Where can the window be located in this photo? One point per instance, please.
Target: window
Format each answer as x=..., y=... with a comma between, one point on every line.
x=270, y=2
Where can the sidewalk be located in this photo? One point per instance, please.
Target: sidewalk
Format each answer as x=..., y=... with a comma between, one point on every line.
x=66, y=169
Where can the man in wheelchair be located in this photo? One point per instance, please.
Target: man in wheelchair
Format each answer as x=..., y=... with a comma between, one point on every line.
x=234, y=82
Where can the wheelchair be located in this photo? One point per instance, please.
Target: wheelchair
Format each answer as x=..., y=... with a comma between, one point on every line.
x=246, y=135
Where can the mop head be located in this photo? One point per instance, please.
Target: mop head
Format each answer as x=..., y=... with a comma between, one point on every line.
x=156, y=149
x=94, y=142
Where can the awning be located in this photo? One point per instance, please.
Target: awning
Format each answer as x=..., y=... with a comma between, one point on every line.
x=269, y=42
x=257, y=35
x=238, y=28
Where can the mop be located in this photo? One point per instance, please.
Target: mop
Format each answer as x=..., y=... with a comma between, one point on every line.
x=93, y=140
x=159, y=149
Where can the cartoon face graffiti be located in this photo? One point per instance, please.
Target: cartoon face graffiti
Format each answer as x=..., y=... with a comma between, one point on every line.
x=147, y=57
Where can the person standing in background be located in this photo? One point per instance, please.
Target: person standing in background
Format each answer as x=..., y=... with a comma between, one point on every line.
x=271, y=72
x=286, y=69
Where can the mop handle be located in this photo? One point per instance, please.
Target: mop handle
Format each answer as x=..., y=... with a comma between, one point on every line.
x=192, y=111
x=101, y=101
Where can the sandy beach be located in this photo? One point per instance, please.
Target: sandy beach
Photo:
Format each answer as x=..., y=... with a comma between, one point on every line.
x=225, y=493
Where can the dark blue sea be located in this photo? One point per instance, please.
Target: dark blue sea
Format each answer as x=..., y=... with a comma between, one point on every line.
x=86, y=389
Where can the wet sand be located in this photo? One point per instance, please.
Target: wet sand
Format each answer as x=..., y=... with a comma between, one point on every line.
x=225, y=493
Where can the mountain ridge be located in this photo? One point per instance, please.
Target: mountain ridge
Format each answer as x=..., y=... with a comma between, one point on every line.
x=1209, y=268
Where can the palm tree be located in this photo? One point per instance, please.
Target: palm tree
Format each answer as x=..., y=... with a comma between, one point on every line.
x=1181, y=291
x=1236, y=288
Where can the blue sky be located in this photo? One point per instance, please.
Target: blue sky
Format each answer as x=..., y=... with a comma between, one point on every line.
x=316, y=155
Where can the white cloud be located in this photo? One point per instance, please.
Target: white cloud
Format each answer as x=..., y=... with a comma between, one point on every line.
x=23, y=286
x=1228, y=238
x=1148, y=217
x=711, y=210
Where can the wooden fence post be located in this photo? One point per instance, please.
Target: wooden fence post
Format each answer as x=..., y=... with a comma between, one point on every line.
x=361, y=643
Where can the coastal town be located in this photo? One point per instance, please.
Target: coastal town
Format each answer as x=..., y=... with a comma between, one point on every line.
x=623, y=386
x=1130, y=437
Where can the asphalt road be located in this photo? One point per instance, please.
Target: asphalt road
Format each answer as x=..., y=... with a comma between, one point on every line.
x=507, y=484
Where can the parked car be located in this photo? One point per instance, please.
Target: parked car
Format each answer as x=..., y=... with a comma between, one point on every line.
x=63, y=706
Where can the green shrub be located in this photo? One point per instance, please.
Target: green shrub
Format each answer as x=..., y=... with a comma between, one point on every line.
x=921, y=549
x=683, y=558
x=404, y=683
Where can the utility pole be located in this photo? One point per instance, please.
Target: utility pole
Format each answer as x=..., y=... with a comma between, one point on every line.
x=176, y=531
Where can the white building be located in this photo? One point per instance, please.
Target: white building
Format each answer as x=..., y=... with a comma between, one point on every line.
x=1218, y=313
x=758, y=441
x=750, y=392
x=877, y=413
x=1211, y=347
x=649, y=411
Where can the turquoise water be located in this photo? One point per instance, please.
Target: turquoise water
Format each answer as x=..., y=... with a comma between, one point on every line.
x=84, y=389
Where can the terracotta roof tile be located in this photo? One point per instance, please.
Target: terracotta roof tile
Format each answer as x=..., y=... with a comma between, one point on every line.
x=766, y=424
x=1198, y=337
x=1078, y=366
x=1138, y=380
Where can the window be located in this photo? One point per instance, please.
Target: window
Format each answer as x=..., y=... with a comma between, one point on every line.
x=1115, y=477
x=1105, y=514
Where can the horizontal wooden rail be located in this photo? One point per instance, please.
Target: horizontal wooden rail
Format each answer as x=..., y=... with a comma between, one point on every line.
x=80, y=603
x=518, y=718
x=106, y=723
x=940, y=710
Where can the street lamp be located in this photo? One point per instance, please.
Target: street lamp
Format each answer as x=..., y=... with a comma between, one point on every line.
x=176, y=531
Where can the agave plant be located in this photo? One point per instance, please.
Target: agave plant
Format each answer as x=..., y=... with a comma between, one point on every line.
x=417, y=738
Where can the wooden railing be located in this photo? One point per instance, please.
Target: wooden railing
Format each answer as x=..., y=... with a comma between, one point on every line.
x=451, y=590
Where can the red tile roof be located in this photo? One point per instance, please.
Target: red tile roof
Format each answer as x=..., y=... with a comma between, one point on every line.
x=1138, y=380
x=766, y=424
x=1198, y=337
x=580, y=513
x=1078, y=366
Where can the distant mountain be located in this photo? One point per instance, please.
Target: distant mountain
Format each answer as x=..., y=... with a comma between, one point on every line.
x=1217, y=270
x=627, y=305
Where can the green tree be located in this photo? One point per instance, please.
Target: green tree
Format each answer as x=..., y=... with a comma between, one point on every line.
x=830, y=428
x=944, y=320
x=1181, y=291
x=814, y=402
- - - - - - -
#### THE TASK
Reproduce every row above verbatim, keeping each line unchanged and in its original order.

#### FINISHED TASK
Where can the window be located in this photo? One point per instance, please.
Target: window
Format each answer as x=..., y=... with a comma between, one point on every line.
x=270, y=2
Where can the sidewalk be located in this photo? One point per instance, please.
Target: sidewalk
Format each answer as x=..., y=... with a comma between, one point on every line.
x=66, y=169
Where can the man in wheelchair be located in this photo? One point per instance, please.
Target: man in wheelchair
Format each answer as x=..., y=... with a comma between, one point on every line.
x=234, y=82
Where can the wheelchair be located in this photo? One point per instance, please.
Target: wheelchair
Format each answer as x=..., y=... with a comma between, one point on every line.
x=246, y=135
Where can the mop head be located in this photo? One point per instance, please.
Target: mop head
Format each answer as x=..., y=... with a comma between, one point on every line.
x=156, y=149
x=94, y=142
Where can the awning be located in this photo? One point per instance, please.
Target: awning
Format each answer as x=..., y=... with a comma between, one point on every line.
x=269, y=42
x=257, y=35
x=238, y=28
Where can the mop be located in this photo? One point per instance, please.
Target: mop
Format each answer as x=..., y=... with a comma between, one point on every line.
x=93, y=140
x=159, y=149
Where can the cartoon face graffiti be located in this photo? One point per instance, please.
Target: cartoon face graffiti
Format each answer as x=..., y=... with a comma between, one point on every line.
x=147, y=57
Where can the person standing in background be located in this photo? One point per instance, please.
Target: person standing in background
Format each answer as x=..., y=... with a comma between, one point on every line.
x=271, y=72
x=286, y=69
Where can the mop handle be located in this photo? One point per instance, please.
Target: mop handle
Format each answer as x=..., y=... with a comma between, one point on every line.
x=192, y=111
x=101, y=101
Where can the sandy beach be located in this photo? One point per instance, please.
Target: sandy beach
Photo:
Format each answer as x=..., y=... with a comma between, one point on every line.
x=225, y=493
Where can the dark blue sea be located in this photo? One point per instance, please.
Target: dark blue sea
Format each answer as x=..., y=... with a comma between, one point on every line.
x=86, y=389
Where can the wet sand be located in this photo? One point per instance, please.
Target: wet sand
Format each answer as x=..., y=... with a comma between, one point on every line.
x=225, y=493
Where can the mountain ridge be located in this photo? One point per instance, please.
Target: mountain ridge
Format each answer as x=..., y=... with a comma between, one point on every line.
x=1209, y=268
Where can the palm tree be located in this photo? One point per instance, please.
Target: palm tree
Format each answer as x=..., y=... with a comma between, one point on every line.
x=1181, y=291
x=1236, y=288
Where can the blue sky be located in this photo? One point per instance, please.
Target: blue sky
Format each answer as x=..., y=... with a comma between, one point on every line.
x=316, y=155
Where can the white cloud be located in this photo? One point per instance, please.
Target: white cloud
Format each answer as x=..., y=... with a comma between, one point on every line.
x=23, y=286
x=1228, y=238
x=1148, y=217
x=711, y=210
Where can the wooden fence post be located in this photo? One point per instance, please.
Target: wooden fence post
Format each answer as x=..., y=... with a comma between, one point on every line.
x=361, y=643
Where can the coastal town be located in this photo? One point per instance, please.
Target: coastal town
Format each answer as x=..., y=... with a comma between, one point on every line.
x=623, y=386
x=1130, y=437
Where can the asphalt road be located in this photo? One point per instance, please.
Target: asphalt road
Format each answer as x=..., y=... with a comma between, one point on every line.
x=507, y=484
Where can the parked car be located in this photo? One point per instance, please.
Target: parked car
Format each answer as x=..., y=... with a comma between, one point on every line.
x=63, y=706
Where can the green shrub be located in this photo? One point per instance, please.
Target: green shrub
Format each answer as x=..., y=... with a comma between, one point on every line.
x=921, y=549
x=683, y=558
x=404, y=683
Where can the utility pole be located in this photo? One point per instance, please.
Target: utility pole
Format each answer as x=..., y=... with a comma between, one point on every line.
x=176, y=531
Where can the white building be located in this photo? One point per instance, please.
Target: white building
Format each answer as x=..., y=... with a comma between, one point on every line.
x=1218, y=313
x=758, y=441
x=750, y=392
x=877, y=413
x=1211, y=347
x=649, y=411
Where can the turquoise water be located in this photo? One point per instance, please.
Target: turquoise water
Format each answer as x=..., y=... with a comma between, one point on every line.
x=84, y=389
Where can the terracotta roof tile be located in this photo? One point per instance, please.
Target: terracotta roof tile
Format each answer as x=..., y=... with a comma between, one point on every line.
x=766, y=424
x=1198, y=337
x=1078, y=366
x=1138, y=380
Where can the window be located in this photo? One point per instance, please.
Target: window
Format each answer as x=..., y=... with a comma between, one point on every line.
x=1115, y=477
x=1105, y=514
Where can the horizontal wooden rail be located in this photo? One point per instance, please.
Target: horizontal wooden rail
Format each answer as x=..., y=... with a comma between, one point on every line.
x=80, y=603
x=518, y=718
x=106, y=723
x=940, y=710
Where can the street lamp be located in this photo? One point per instance, please.
Target: street lamp
Format each answer as x=..., y=... with a comma between, one point on every line.
x=176, y=531
Where can the agave plant be located in this photo? One point per instance, please.
Target: agave plant
Format each answer as x=..., y=... with a comma between, one point on every line.
x=417, y=738
Where can the wooden railing be located in this photo? One point per instance, please.
Target: wooden railing
Format each answer as x=..., y=... with a comma between, one point on every line.
x=451, y=590
Where can the red tile roof be located in this photo? One point per instance, please.
Target: red tile roof
Format each answer as x=..., y=... with a comma between, one point on every line.
x=1138, y=380
x=766, y=424
x=1198, y=337
x=580, y=513
x=1078, y=366
Where can the distant mountain be located in this photo? One point per instance, please.
Target: distant mountain
Format each answer as x=..., y=... with a comma between, one point on every line.
x=1217, y=270
x=627, y=305
Where can the green tree be located in this photo? One point per instance, please.
Target: green tree
Format each answer as x=..., y=... with a comma between, one point on every line.
x=830, y=428
x=944, y=320
x=1181, y=291
x=814, y=402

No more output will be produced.